----- Excerpted data

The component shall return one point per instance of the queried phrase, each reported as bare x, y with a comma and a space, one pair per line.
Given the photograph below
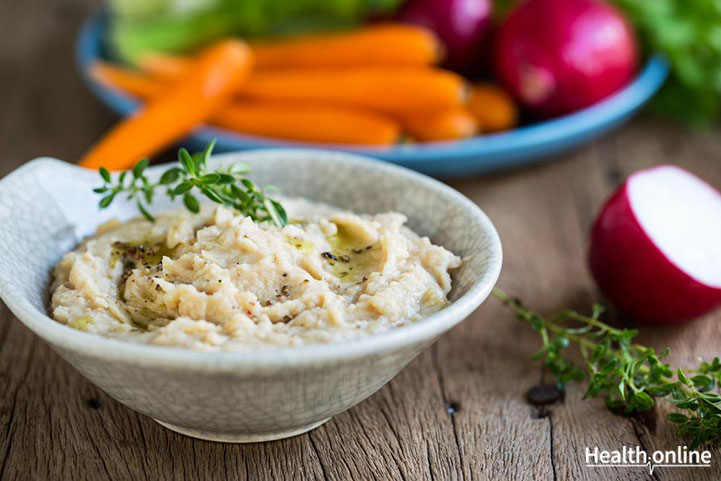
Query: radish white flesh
682, 215
656, 246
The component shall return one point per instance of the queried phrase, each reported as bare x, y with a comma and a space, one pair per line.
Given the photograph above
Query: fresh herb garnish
629, 376
228, 187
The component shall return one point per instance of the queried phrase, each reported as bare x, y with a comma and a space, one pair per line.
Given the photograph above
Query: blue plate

----------

Exercise description: Print every line of the records above again word for word, from the first line to the last, but leave out the pictures.

Exercise response:
The component shall return one point per instance of the queried phrase, each reported as bare x, y with a comma and a space, one pair per line.
Given the photograph below
Query: radish white flesh
682, 215
656, 246
The component shall return one point per instance of the queried phrase, each reported as bare x, y with a comma and a space, one pair per line.
Given the photograph above
Query: fresh herb garnish
629, 376
228, 187
The component shall return one point per instance of the queried phrase, each reported as bare x, y with a comma and a space, one pair per line.
Given the photograph above
Query: blue plate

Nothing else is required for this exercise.